### Short problem 1
Answer these questions from the text on PBCore:
(a) Which two date formats does the PBCore 2.0 schema suggest but not require?
(b) Who rebuilt the new PBCore site?
(c) What link appears on each Element page of pbcore.org?
### Short problem 2
Write out the text on PBCore word for word, from "I might quibble" up to and including "to do them.".

** Start Passage to read **

I’m in the middle of building a PBCore export feature for WILL’s main website. This will allow exchange of pretty complete metadata with systems that can ingest PBCore, like the American Archive project (if it ever gets truly rolling) and the Popup Archive (which is rolling nicely). As I dive into the specifics, I want to return to and highlight those things about the PBCore 2.0 schema that remain…unfinished.
My concern is machine readability of dates and times. The PBCore 2.0 schema suggests, but does not require, ISO 8601 or the Library of Congress Extended Date/Time Format (EDTF) (and BTW the link on pbcore.org to EDTF is broken). Two big problems here:
- The 2.0 schema doesn’t provide any way to specify date formatting at all
- Even if it did, there’s a huge range of possible date formats within either IOS 8601 or EDTF
What’s a good solution? I don’t build parsers for a living, so I’m not sure, and thus this post. I’m tempted to say we should add a source attribute to PBCore dates, and specify the source of the date format we’re using. But is this specific enough? For example:
<pbcoreAssetDate dateType=“published” source=“ISO 8601”>2006-10-16T08:19:39-05:00</pbcoreAssetDate>
p.s. For a variety of reasons, I’m back on the job here as your editor/curator/muckraker of this site. It needs a rebuild, but first things first!
PBCore.org site refresh a welcome sight
If you haven’t been to http://pbcore.org lately you’re in for a good surprise. The site has been completely rebuilt, and contains up-to-date documentation, news, case studies, and most importantly, the complete PBCore 2.0 schema. There, I buried the lead: PBCore 2.0 has been officially released!
I might quibble with the color scheme of the new site, and I see some obvious CSS tweaks that could improve readability. But hey, my own websites need lots of work so who am I to talk? I have to give the folks at WGBH, who rebuilt the new PBCore site from the bones and ashes of its 2005 incarnation, lots of credit for getting things basically right.
Things I really like: In addition to the 2.0 Schema, there’s a How To section (contained in the Documentation menu item in the sidebar navigation) which really good guidance, and a Training section with clear instructions and code examples on things like “How to express collections in PBCore,” “How to sequence records within relationships,” and “How to express time segments within a video.” None of these was even possible prior to the 2.0 schema, and now we have clear documentation on how to do them.
Another area of the PBCore site that stands out is the Elements section. This section provides concise details on each of the PBCore 2.0 elements, usage rules (i.e. minOccurs) where it appears in the schema, and its available attributes. I find the Elements section highly usable, but I find myself Command-clicking element names to open them in a new browser tab (I’m on a Mac…) so I don’t lose the Elements index page in the original tab. It might be more usable to navigate the Elements more like the old PBCore User Guide, where clicking on an Element doesn’t take you away from the navigation. But that’s a minor quibble, I’m a geek, and am never completely happy.
One thing I am happy about is the inclusion of a “related discussions” link on each Element page, which includes a link to the home page of pbcoreresources.org. This leads to an idea about how pbcoreresources could directly add value to pbcore.org. As we discuss various PBCore elements here, our posts get aggregated in categories like pbcoreTitle. So for example on the pbcoreCollection Element page on pbcore.org, the “related discussions” link could go directly to the pbcoreCollection category page on pbcoreresources.org. This assumes enough of us are contributing to pbcoreresources with questions, answers, examples, and other useful conversation about PBCore elements. We have done that to some extent, and I’m suggesting we do it more. PBCore.org can then mine those discussions to enhance the official documentation over time.

** End Passage to read **
** Start Data lines **

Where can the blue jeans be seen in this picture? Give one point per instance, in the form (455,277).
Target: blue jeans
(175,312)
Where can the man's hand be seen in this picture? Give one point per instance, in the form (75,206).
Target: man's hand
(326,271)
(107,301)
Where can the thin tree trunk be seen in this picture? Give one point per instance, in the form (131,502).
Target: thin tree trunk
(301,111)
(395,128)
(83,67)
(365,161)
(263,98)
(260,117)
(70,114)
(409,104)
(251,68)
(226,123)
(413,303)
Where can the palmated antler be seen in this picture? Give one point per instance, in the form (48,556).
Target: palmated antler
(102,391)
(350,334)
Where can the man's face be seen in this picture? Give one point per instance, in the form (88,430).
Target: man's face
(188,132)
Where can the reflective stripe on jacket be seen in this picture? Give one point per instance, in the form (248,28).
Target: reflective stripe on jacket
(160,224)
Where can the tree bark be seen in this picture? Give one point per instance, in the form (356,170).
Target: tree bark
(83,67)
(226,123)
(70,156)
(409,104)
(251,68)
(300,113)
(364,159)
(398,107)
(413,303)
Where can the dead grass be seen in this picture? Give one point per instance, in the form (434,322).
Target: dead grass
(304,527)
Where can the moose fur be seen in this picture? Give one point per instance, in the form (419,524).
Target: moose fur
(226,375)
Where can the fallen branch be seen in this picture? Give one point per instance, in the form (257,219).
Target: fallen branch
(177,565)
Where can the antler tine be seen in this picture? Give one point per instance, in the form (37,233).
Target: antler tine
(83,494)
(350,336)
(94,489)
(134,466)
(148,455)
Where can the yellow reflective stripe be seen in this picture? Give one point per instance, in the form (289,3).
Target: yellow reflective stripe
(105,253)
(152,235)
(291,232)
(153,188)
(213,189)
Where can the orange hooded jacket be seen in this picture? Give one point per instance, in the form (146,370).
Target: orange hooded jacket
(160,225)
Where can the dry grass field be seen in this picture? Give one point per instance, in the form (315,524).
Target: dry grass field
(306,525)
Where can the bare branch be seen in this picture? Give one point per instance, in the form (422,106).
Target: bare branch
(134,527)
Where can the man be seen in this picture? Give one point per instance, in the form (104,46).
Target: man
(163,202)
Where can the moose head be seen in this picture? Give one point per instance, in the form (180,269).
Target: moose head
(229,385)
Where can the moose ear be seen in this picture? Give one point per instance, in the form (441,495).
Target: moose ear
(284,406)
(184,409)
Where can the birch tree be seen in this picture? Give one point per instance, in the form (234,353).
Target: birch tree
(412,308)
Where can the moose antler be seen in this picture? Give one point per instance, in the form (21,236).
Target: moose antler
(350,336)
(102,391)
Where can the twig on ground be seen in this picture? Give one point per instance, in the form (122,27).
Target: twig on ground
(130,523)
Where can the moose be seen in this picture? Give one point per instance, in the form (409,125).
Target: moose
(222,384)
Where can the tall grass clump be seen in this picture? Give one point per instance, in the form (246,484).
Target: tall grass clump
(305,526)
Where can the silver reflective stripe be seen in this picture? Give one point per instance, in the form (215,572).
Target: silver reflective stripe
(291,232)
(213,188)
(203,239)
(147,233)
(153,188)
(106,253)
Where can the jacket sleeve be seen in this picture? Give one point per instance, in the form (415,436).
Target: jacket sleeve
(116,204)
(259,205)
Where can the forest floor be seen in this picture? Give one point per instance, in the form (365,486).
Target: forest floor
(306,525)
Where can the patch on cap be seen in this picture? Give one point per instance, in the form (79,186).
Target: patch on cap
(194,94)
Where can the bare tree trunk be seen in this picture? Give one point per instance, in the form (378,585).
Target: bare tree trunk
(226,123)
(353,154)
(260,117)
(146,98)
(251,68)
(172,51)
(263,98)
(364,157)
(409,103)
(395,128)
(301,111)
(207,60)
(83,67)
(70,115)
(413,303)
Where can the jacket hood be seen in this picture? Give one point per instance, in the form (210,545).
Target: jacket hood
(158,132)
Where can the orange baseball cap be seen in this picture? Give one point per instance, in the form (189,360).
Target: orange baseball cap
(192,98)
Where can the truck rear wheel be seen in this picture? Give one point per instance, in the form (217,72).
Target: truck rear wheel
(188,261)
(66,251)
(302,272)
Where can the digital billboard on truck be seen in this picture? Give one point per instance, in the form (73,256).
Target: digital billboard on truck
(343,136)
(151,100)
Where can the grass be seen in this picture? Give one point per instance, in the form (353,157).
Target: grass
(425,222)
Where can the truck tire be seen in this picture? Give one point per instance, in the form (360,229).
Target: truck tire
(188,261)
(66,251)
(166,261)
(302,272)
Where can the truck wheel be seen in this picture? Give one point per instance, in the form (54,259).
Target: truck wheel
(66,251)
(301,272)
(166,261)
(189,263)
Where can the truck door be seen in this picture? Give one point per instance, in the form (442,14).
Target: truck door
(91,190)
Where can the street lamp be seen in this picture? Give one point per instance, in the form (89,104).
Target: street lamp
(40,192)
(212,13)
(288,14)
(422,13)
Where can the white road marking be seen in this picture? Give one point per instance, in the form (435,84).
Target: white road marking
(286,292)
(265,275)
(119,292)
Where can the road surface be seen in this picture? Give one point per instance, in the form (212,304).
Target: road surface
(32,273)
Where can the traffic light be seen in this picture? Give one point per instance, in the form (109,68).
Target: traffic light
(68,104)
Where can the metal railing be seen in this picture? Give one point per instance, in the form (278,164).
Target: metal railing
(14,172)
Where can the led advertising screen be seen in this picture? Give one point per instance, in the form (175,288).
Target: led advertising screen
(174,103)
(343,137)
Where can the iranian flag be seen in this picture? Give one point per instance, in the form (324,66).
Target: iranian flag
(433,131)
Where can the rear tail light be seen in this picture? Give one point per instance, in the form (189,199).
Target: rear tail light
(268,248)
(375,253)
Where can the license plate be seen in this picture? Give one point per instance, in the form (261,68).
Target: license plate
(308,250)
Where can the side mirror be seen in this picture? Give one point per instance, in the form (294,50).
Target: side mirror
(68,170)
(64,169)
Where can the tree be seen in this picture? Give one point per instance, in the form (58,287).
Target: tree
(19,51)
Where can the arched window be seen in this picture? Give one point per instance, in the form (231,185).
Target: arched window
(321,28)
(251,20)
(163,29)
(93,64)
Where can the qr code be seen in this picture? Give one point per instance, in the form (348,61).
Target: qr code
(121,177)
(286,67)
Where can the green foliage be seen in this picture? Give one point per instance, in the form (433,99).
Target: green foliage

** End Data lines **

### Problem solution 1
(a) ISO 8601 and the Library of Congress Extended Date/Time Format (EDTF).
(b) The folks at WGBH.
(c) A "related discussions" link, which includes a link to the home page of pbcoreresources.org.

### Problem solution 2
I might quibble with the color scheme of the new site, and I see some obvious CSS tweaks that could improve readability. But hey, my own websites need lots of work so who am I to talk? I have to give the folks at WGBH, who rebuilt the new PBCore site from the bones and ashes of its 2005 incarnation, lots of credit for getting things basically right.
Things I really like: In addition to the 2.0 Schema, there’s a How To section (contained in the Documentation menu item in the sidebar navigation) which really good guidance, and a Training section with clear instructions and code examples on things like “How to express collections in PBCore,” “How to sequence records within relationships,” and “How to express time segments within a video.” None of these was even possible prior to the 2.0 schema, and now we have clear documentation on how to do them.